[start INPUT FOR THIS TASK]

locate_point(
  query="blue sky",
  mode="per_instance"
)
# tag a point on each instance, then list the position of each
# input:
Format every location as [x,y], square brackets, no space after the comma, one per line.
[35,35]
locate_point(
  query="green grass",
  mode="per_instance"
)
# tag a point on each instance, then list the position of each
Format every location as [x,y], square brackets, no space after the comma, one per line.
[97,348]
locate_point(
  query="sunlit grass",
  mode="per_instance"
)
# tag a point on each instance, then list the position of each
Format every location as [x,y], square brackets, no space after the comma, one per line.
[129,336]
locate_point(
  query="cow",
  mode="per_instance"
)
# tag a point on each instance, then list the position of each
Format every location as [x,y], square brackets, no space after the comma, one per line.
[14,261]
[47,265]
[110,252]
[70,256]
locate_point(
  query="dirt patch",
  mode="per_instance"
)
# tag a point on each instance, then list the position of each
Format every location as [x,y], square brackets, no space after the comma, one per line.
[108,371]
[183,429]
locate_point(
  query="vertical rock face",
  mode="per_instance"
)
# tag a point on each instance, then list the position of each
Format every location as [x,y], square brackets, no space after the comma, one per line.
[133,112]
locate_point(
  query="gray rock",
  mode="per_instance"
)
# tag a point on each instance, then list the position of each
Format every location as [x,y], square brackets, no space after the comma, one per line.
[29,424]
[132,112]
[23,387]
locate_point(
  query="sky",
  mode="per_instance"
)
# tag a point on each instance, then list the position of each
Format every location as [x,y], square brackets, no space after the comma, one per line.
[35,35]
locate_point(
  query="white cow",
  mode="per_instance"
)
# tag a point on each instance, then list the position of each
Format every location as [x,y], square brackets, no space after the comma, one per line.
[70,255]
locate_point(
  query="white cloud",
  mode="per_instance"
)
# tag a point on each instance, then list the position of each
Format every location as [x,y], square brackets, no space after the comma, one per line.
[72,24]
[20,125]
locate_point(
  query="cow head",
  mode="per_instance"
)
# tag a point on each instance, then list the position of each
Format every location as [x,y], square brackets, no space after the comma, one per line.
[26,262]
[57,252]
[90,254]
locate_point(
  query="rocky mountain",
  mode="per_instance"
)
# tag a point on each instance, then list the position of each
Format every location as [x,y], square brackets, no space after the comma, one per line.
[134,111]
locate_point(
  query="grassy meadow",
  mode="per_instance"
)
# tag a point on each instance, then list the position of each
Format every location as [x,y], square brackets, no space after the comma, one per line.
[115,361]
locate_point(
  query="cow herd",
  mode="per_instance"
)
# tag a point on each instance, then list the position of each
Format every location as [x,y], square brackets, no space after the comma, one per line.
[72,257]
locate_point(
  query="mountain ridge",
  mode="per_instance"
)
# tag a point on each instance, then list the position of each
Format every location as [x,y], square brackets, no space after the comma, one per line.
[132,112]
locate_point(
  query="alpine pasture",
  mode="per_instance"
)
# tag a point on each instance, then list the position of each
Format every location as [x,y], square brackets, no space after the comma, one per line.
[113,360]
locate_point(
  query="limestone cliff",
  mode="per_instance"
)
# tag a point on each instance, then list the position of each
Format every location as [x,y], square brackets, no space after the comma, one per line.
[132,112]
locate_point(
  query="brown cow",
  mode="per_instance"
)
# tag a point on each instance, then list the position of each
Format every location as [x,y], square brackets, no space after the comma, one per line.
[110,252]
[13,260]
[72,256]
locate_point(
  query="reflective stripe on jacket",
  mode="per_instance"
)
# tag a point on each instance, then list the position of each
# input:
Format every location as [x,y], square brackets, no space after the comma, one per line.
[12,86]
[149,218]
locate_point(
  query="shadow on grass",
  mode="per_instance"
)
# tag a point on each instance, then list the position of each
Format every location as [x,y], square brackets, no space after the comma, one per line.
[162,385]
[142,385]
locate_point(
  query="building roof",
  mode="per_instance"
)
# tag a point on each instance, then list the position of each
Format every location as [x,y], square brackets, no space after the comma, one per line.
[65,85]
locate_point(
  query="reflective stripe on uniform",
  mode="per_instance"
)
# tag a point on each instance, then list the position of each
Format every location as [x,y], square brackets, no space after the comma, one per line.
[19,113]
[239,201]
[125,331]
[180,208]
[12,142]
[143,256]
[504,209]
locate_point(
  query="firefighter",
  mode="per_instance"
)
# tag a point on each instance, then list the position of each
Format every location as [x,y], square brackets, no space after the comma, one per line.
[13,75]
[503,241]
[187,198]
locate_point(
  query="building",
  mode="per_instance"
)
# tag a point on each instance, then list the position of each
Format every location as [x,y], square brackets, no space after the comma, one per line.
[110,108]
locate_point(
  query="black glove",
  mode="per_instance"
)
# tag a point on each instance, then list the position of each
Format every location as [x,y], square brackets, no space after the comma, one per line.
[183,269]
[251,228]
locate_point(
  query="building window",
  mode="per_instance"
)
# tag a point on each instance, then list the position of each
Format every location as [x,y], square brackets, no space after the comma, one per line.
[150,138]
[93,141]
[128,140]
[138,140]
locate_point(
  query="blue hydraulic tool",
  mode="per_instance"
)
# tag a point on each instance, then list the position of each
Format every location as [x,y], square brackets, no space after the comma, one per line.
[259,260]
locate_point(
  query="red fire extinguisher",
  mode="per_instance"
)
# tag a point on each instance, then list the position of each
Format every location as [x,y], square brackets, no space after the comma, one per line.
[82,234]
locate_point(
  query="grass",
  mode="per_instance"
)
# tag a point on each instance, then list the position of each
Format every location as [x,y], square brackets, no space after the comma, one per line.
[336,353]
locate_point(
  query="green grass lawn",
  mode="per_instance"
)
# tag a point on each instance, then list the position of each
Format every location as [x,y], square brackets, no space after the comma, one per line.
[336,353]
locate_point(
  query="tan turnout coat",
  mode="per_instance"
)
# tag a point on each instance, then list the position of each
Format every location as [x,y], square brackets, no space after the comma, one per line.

[end INPUT FOR THIS TASK]

WHAT TO DO
Above are the records; retype them all without a single difference.

TASK OUTPUT
locate_point(
  query="blue sky",
  mode="per_instance"
)
# tag a point on each instance, then list the position of each
# input:
Format every location as [x,y], square brackets, no space after the comma, one per line.
[35,35]
locate_point(
  query="green grass",
  mode="per_instance"
)
# tag a point on each instance, then list the position of each
Format every location as [x,y], square brackets, no space after the comma, one per line.
[97,348]
locate_point(
  query="sunlit grass",
  mode="per_instance"
)
# tag a point on each instance, then list the position of each
Format every location as [x,y], square brackets, no space after the comma, one per line.
[129,336]
locate_point(
  query="cow",
  mode="per_instance"
)
# tag a point on each instance, then list the position of each
Format every location as [x,y], square brackets, no space after the comma, one per line.
[14,261]
[47,265]
[110,252]
[70,256]
locate_point(
  query="dirt patch",
  mode="per_instance"
)
# tag a point on each instance, then list the position of each
Format every location as [x,y], square brackets, no space after the comma, one per line.
[108,371]
[183,429]
locate_point(
  query="vertical rock face",
  mode="per_instance"
)
# tag a point on each instance, then list the position of each
Format every location as [x,y], square brackets, no space after the comma, one per line.
[133,112]
locate_point(
  query="gray rock",
  mode="per_instance"
)
# tag a point on each instance, then list the position of each
Format every location as [x,y], square brackets, no space after the comma, one per line.
[29,424]
[132,112]
[23,387]
locate_point(
  query="sky",
  mode="per_instance"
)
# tag a point on each instance, then list the position of each
Format every location as [x,y], square brackets, no space after the comma, one per line.
[35,35]
locate_point(
  query="white cow",
  mode="per_instance"
)
# tag a point on each instance, then list the position of each
Format every location as [x,y], square brackets, no space after the comma, one per line.
[70,255]
locate_point(
  query="white cloud",
  mode="per_instance"
)
# tag a point on each instance, then list the position of each
Format every location as [x,y], square brackets, no space after the comma, one per line.
[72,24]
[20,125]
locate_point(
  query="cow head",
  mode="per_instance"
)
# tag a point on each instance, then list the position of each
Format every location as [x,y], square brackets, no space after the comma, one per line.
[26,262]
[57,252]
[90,254]
locate_point(
  query="rocky mountain",
  mode="per_instance"
)
# tag a point on each instance, then list the position of each
Format every location as [x,y], square brackets, no space after the comma, one per line.
[134,111]
locate_point(
  query="grassy meadow",
  mode="per_instance"
)
# tag a point on each instance, then list the position of each
Format every location as [x,y], square brackets, no space after the comma, one per line.
[115,361]
locate_point(
  query="cow herd",
  mode="per_instance"
)
# tag a point on each instance, then list the position of each
Format every location as [x,y], square brackets, no space after the comma, one per line.
[72,257]
locate_point(
  query="mountain ridge",
  mode="per_instance"
)
# tag a point on each instance, then list the position of each
Format every location as [x,y], square brackets, no space after the comma, one per line.
[132,112]
locate_point(
  query="alpine pasture",
  mode="per_instance"
)
# tag a point on each instance, then list the position of each
Format every location as [x,y], square brackets, no space after the comma, one per line.
[113,360]
locate_point(
  query="limestone cliff",
  mode="per_instance"
)
# tag a point on each instance, then list the position of each
Format every location as [x,y], square brackets, no space after the comma, one per line.
[132,112]
locate_point(
  query="brown cow",
  mode="per_instance"
)
# tag a point on each instance, then list the position of each
Format every location as [x,y], square brackets, no space after the comma, one per line.
[110,252]
[13,260]
[72,256]
locate_point(
  query="reflective stripe on jacket",
  mode="per_instance"
)
# tag a point on each instance, then list the position of each
# input:
Format every location as [x,y], square brackets, no space after the comma, one per line.
[12,86]
[149,218]
locate_point(
  query="shadow on grass",
  mode="per_instance"
)
# tag a point on each instance, then list the position of each
Format every location as [x,y], square brackets, no space after the comma, one per line.
[162,385]
[142,385]
locate_point(
  query="building roof",
  mode="per_instance"
)
# tag a point on each instance, then list the position of each
Format every location as [x,y], square brackets, no space after the comma, one per line.
[65,85]
locate_point(
  query="reflective stripe on uniform",
  mode="per_instance"
)
# tag a point on each instance, then list the position of each
Format every location as [x,y], square brackets, no space after the comma, one per line.
[19,113]
[239,201]
[125,331]
[180,208]
[12,142]
[143,256]
[504,209]
locate_point(
  query="firefighter",
  mode="per_instance"
)
# tag a point on each instance, then list the position of each
Format every location as [x,y], square brackets, no space after the comma, one per line.
[13,75]
[503,241]
[187,198]
locate_point(
  query="building",
  mode="per_instance"
)
# tag a point on each instance, then list the position of each
Format every location as [x,y], square brackets, no space after the comma, one per line.
[110,108]
locate_point(
  query="black glove",
  mode="per_instance"
)
# tag a point on each instance, then list the position of each
Format every location as [x,y], square brackets, no space after the comma, one per line.
[183,269]
[251,228]
locate_point(
  query="building window",
  mode="per_instance"
)
# tag a point on each instance, then list the position of each
Format every location as [x,y], square brackets, no space after the comma, one per line.
[150,138]
[93,141]
[128,140]
[138,140]
locate_point(
  query="blue hydraulic tool",
  mode="per_instance"
)
# tag a point on each instance, then list the position of each
Format every location as [x,y], square brackets, no space after the comma, one per line.
[259,260]
locate_point(
  query="red fire extinguisher",
  mode="per_instance"
)
# tag a point on each instance, then list the position of each
Format every location as [x,y], square brackets, no space after the comma, one per line.
[82,234]
locate_point(
  query="grass",
  mode="per_instance"
)
# tag a point on each instance, then list the position of each
Format every location as [x,y], square brackets, no space after the comma, one per line.
[336,353]
locate_point(
  query="green grass lawn",
  mode="per_instance"
)
# tag a point on each instance, then list the position of each
Format every location as [x,y], square brackets, no space after the comma, one per line.
[336,353]
locate_point(
  query="tan turnout coat",
  mode="per_instance"
)
# tag a point on each instance, then list the position of each
Format every location as [x,y], square brackets, no space after the comma, one per line.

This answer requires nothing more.